● **OBJECTIVE**:
Copy out the items below, changing every "Reviewer note" to "Annotator note" and keeping the rest unchanged.

--- START OF EXERCISE MATERIALS ---

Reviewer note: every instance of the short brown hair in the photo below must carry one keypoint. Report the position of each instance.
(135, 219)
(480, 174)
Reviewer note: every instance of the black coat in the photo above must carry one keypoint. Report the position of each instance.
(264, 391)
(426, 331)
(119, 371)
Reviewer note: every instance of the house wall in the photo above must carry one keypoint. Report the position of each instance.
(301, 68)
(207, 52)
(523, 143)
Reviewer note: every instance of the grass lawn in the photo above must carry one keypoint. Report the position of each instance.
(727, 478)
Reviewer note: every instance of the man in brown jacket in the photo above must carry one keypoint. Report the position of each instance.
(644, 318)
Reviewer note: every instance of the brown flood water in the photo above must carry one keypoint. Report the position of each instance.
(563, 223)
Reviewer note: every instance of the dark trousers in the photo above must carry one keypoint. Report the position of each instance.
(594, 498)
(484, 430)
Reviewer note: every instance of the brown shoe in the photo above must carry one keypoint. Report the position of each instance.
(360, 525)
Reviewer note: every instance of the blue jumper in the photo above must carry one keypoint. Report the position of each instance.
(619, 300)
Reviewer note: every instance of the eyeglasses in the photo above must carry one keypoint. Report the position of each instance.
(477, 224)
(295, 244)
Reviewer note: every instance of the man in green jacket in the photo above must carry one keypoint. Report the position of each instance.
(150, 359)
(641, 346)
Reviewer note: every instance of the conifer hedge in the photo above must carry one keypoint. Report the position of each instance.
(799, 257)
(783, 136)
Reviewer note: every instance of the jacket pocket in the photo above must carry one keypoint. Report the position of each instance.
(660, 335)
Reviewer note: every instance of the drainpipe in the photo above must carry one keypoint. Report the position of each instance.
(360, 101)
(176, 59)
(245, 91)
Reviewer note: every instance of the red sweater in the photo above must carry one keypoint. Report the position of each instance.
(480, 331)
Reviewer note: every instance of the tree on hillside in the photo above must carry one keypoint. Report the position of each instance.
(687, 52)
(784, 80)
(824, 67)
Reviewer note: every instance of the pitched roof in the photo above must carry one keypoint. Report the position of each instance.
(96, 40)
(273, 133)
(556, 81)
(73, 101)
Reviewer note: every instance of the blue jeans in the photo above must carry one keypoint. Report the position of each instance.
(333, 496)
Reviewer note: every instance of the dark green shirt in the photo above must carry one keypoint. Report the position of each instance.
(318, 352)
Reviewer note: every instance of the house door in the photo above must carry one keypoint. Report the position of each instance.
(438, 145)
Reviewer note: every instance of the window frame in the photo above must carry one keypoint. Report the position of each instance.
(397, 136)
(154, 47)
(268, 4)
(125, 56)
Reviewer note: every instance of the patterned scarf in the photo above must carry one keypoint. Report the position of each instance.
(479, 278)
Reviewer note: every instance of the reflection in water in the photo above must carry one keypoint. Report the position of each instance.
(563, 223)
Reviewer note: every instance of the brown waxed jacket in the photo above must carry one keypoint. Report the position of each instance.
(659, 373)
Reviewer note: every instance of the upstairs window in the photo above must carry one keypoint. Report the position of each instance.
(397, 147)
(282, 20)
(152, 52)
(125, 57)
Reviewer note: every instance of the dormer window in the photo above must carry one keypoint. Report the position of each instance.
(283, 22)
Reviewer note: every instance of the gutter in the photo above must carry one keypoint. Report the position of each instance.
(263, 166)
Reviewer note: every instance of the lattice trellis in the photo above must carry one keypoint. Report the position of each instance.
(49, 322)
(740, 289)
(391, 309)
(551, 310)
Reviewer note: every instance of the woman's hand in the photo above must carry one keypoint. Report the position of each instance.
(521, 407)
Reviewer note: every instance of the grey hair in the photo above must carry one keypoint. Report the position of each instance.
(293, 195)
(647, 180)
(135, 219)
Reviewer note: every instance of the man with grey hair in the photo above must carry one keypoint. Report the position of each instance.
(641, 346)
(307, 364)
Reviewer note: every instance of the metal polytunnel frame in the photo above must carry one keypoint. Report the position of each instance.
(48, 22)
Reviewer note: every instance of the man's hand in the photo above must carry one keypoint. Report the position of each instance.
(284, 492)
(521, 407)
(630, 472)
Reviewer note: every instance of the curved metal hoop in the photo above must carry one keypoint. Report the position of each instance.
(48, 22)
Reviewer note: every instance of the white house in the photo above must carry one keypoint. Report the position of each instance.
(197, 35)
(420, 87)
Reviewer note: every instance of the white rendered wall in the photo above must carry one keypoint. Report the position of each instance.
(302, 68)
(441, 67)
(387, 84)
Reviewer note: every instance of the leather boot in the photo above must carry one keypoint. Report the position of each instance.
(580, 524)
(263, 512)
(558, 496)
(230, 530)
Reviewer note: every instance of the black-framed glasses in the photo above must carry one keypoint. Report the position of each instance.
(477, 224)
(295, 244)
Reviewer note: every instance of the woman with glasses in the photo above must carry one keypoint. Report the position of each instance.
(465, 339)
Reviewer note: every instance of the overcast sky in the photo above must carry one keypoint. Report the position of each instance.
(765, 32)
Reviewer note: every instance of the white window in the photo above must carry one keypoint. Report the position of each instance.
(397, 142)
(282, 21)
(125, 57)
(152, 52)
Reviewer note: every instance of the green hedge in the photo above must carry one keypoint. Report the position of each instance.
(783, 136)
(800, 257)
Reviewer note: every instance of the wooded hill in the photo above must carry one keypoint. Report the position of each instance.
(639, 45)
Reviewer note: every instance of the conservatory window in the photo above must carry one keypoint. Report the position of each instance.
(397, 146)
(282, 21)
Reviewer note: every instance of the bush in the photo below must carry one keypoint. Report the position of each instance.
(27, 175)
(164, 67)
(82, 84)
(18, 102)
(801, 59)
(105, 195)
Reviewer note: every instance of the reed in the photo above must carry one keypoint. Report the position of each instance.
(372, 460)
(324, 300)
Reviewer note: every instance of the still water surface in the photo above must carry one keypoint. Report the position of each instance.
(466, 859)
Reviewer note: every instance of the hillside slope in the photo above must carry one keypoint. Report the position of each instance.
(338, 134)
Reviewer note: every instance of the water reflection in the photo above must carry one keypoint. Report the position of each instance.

--- END OF EXERCISE MATERIALS ---

● **ANSWER IN FULL**:
Annotator note: every instance of the short brown hair in the photo below must carry one keypoint. Report the position of each instance.
(135, 219)
(480, 174)
Annotator note: every instance of the black coat in the photo above must carry one keypoint. Report the position of each instance.
(264, 391)
(426, 331)
(119, 371)
Annotator note: every instance of the house wall in the photo above must carry one keypoint. Report the position of each instance.
(301, 68)
(207, 52)
(523, 143)
Annotator note: every instance of the grass lawn in the photo above must carry one keypoint. Report the position of each instance.
(727, 478)
Annotator note: every instance of the man in brown jacket in the photo above must carry one keypoint. Report the position of each instance.
(644, 318)
Annotator note: every instance of the brown flood water in the photo above must carry one keypoint. Report the position of each instance.
(563, 223)
Annotator note: every instance of the dark trousers in the photo above must carry one keypoint. Report the position of each instance.
(594, 498)
(484, 430)
Annotator note: every instance of the brown shoe in the photo above must carry one keypoint. Report the position of each instance.
(360, 525)
Annotator note: every instance of the blue jumper in the photo above must carry one keypoint. Report the position of each instance.
(619, 300)
Annotator note: every instance of the eyeglasses in the photo above must carry one keypoint. Report the position of each instance.
(477, 224)
(295, 244)
Annotator note: every instance of the man in green jacket in the photo above must carry one keypoint. Report the position of each instance.
(150, 359)
(641, 346)
Annotator note: every instance of the conifer hedge in the photo above must carry one keypoint. Report the position of each instance.
(799, 257)
(783, 136)
Annotator note: every instance of the jacket pocket in the photo above must carry one keypoint. Report the position of each instance.
(660, 335)
Annotator note: every instance of the drainpipe in the photo above must carry one keypoint. Report the position of each instance.
(360, 101)
(176, 59)
(245, 91)
Annotator note: every instance of the red sweater in the photo above must carry one keypoint. Report the position of each instance.
(480, 331)
Annotator note: every instance of the tree on hillside in the photo above must carry one keypoint. Report the position of each instance.
(687, 52)
(784, 80)
(824, 67)
Annotator note: every instance of the pitched roof in the photo above must carry one keypoint. Report the position of each instance.
(96, 40)
(273, 133)
(556, 81)
(73, 101)
Annotator note: every instance of the blue jeans in the photo above must carry one keypoint. Report the position of each instance.
(333, 496)
Annotator note: every instance of the dark green shirt in the photo above must carry one keypoint. Report the position of each instance.
(318, 352)
Annotator note: every instance of the house door in the photo above must carry one keypoint. Report the position of each instance.
(438, 145)
Annotator note: every instance of the window frame in the photo above must carry one keypoint. Report the position of each instance.
(397, 136)
(154, 47)
(268, 4)
(125, 56)
Annotator note: every instance of the patterned scarf in the photo above must carry one keypoint. Report the position of each instance.
(479, 278)
Annotator note: every instance of the reflection in water in the photo above must carry one keypoint. Report the position of each instance.
(563, 223)
Annotator note: every instance of the brown waxed jacket in the photo above must carry one keypoint. Report the position of each instance.
(659, 373)
Annotator note: every instance of the upstairs window in the photo above must carry one keypoint. Report the position of each instance.
(397, 147)
(282, 20)
(152, 52)
(125, 57)
Annotator note: every instance of the dormer window in the photo above must carry one keypoint. Report the position of each instance.
(283, 22)
Annotator note: every instance of the gutter in the photo above must carry one keypoint. Report the position of each instance.
(263, 166)
Annotator note: every instance of the lattice trellis in the photo above must carry one keypoint. Report the position of each instance.
(49, 322)
(740, 289)
(391, 309)
(551, 310)
Annotator note: every instance of the woman's hand in the photo above must carry one keypoint. Report the position of each instance.
(521, 407)
Annotator note: every instance of the grey hair in the photo above must carry one keypoint. Report the position of each instance.
(293, 195)
(647, 180)
(135, 219)
Annotator note: every instance of the man with grey hair in the photo above must carry one keypoint. Report the position of each instance.
(641, 346)
(307, 364)
Annotator note: every instance of the metal polytunnel frame in the photo above must carry one keypoint. Report the position of each instance.
(48, 22)
Annotator note: every instance of the man's hand in the photo above must carry one keypoint. Report the position of each instance.
(284, 492)
(521, 407)
(630, 472)
Annotator note: every instance of the curved metal hoop in the photo above must carry one keypoint. Report the position of each instance.
(48, 22)
Annotator note: every instance of the white house in the photo above must carry one keypoint. Report the position of each instance.
(197, 35)
(420, 87)
Annotator note: every instance of the white rendered wall in the photo above must carry one keypoint. Report the position of each instance.
(302, 68)
(441, 67)
(387, 84)
Annotator note: every instance of the leather boot in the photo above must carry one keypoint. Report the position of each instance.
(580, 524)
(263, 512)
(558, 496)
(230, 530)
Annotator note: every instance of the black-framed glasses in the photo above must carry one keypoint. Report the position of each instance.
(477, 224)
(295, 244)
Annotator note: every instance of the woman with glasses in the photo above must carry one keypoint. Report the position of each instance.
(465, 339)
Annotator note: every instance of the overcast sky in the photo above must carry one keypoint. Report the position of each instance.
(765, 32)
Annotator note: every instance of the white window in the photo above must carry one keypoint. Report the position of each instance.
(397, 142)
(282, 21)
(125, 57)
(152, 52)
Annotator note: every instance of the green hedge in the photo above must carry one keypoint. Report the position of each instance.
(783, 136)
(800, 257)
Annotator note: every instance of the wooded hill in the photo above must carry one keypoint. Report the position of each instance.
(639, 45)
Annotator note: every instance of the conservatory window in the photo above must carry one keypoint. Report the position of each instance.
(397, 146)
(282, 21)
Annotator note: every instance of the bush in the photo below must carry one keypoint. Report the position of each instance.
(27, 175)
(164, 67)
(82, 84)
(18, 102)
(801, 59)
(105, 195)
Annotator note: every instance of the reed in the photo above must carry one keypoint. Report the position of each instance.
(372, 460)
(324, 300)
Annotator note: every instance of the still water surface in the photo above must carry one keypoint. Report the position of each instance.
(466, 859)
Annotator note: every instance of the hillside slope in the photo above must carry one keypoint. Report the position of each instance.
(338, 134)
Annotator note: every instance of the water reflection in the photo above must carry one keypoint. Report the position of each instance.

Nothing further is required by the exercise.